> **Görev tanımı**: Aşağıdaki satırlardan "leafy" kelimesini içerenleri bulun ve her birini eksiksiz kopyalayın. Büyük ve küçük harf farkı önemlidir.

> **İşlenecek satırlar**:
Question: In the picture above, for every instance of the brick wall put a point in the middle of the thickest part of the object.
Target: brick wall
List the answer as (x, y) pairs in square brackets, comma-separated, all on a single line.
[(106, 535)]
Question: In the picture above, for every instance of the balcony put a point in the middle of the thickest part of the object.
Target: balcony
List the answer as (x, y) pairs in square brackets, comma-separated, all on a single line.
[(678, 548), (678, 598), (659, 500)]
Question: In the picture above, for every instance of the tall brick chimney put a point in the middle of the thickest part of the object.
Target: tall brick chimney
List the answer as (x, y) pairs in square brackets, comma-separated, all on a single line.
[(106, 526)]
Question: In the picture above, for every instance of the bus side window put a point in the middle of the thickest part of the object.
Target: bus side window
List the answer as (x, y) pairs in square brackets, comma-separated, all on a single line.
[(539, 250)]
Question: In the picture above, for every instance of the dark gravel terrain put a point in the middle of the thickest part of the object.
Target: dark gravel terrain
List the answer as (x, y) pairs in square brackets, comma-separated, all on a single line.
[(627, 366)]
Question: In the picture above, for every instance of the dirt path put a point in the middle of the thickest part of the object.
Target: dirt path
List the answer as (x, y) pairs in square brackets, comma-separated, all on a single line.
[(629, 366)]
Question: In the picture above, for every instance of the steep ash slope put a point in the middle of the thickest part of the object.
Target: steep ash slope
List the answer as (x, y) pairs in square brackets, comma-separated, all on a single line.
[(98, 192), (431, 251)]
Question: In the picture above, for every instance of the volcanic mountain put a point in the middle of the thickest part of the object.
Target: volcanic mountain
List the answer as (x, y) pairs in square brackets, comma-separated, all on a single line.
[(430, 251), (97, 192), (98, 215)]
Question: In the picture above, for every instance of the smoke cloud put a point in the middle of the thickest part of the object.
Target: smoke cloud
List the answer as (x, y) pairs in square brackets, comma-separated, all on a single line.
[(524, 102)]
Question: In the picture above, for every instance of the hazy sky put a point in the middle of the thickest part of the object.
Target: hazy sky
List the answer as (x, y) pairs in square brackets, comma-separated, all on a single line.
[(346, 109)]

* * *

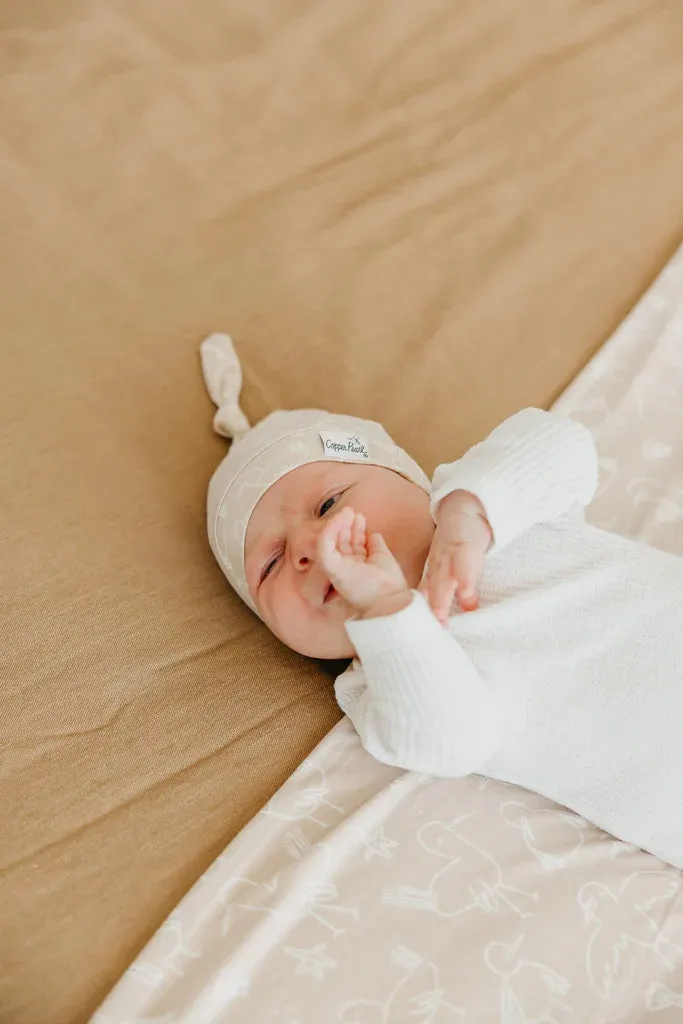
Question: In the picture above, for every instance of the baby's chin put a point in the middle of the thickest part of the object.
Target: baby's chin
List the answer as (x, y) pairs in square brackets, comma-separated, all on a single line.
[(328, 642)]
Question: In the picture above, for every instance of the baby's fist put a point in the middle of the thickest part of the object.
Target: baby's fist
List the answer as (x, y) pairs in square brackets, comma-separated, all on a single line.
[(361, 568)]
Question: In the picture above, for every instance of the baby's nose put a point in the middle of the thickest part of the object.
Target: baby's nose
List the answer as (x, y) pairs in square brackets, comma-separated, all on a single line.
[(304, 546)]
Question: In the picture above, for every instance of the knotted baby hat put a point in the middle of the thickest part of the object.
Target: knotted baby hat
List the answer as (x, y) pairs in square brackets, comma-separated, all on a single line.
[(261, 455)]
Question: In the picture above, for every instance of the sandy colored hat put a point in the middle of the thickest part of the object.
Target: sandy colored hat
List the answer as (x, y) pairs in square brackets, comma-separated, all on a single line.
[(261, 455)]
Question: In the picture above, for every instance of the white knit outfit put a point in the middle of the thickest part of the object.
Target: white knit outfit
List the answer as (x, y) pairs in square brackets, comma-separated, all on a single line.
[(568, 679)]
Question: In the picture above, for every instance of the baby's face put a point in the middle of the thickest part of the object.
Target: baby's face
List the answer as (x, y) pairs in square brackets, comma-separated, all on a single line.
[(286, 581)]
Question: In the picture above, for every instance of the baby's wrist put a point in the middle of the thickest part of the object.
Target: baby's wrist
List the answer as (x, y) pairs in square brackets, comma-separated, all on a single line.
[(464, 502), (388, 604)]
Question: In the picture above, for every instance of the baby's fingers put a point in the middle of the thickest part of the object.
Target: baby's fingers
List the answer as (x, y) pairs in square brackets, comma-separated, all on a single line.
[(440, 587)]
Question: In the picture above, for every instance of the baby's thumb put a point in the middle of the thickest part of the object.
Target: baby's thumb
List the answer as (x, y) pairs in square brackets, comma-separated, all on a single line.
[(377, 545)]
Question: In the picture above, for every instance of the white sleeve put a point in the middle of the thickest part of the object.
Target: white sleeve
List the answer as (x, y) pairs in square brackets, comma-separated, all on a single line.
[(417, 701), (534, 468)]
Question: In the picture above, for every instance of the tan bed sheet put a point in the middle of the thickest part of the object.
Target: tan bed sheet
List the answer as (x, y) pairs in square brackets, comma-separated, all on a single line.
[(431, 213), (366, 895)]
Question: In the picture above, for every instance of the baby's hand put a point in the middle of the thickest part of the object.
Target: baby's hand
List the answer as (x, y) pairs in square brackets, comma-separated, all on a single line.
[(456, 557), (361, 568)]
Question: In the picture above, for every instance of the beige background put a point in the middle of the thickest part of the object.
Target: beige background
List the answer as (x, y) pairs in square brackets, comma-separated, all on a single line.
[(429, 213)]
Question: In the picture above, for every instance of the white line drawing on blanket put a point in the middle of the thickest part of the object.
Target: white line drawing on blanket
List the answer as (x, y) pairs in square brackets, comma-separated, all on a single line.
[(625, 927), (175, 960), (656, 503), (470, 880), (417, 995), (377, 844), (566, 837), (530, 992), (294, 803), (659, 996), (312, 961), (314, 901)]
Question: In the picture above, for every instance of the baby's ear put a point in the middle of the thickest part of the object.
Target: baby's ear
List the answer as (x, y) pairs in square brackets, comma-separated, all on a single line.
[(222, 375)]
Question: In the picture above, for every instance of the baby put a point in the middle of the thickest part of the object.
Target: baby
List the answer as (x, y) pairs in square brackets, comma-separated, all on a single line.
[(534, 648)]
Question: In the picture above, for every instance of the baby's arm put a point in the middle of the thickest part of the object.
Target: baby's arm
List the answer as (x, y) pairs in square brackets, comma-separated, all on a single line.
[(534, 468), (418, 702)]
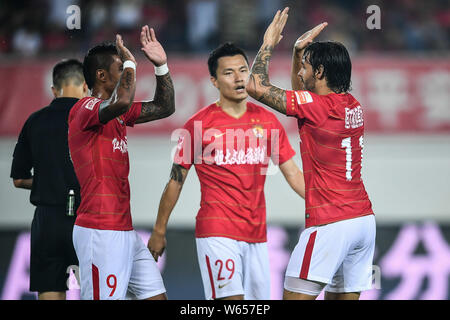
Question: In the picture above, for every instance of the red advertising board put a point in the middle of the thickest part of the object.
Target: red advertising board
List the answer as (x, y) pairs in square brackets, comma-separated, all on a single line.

--

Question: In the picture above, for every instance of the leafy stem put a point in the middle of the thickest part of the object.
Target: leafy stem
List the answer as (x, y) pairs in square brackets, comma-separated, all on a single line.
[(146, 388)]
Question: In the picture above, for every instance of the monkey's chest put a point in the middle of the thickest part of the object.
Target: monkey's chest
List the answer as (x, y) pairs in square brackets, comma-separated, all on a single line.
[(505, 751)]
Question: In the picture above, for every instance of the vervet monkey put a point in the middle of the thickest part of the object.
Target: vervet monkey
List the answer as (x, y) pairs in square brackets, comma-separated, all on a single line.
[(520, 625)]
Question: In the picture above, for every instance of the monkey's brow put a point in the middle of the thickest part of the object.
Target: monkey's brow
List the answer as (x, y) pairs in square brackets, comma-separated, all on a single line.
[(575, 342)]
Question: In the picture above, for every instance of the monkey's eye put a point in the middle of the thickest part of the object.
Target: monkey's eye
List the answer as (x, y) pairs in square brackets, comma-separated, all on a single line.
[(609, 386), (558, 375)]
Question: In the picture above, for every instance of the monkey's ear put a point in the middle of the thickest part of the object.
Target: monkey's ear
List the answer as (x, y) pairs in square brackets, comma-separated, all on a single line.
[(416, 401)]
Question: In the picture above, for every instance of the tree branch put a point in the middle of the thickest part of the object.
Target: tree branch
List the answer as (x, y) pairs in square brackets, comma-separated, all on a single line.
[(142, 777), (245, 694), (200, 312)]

> **Alıştırma çıktısı**:
Question: In the picture above, for every instance of the leafy stem put a point in the middle of the thickest part of the object.
Target: leafy stem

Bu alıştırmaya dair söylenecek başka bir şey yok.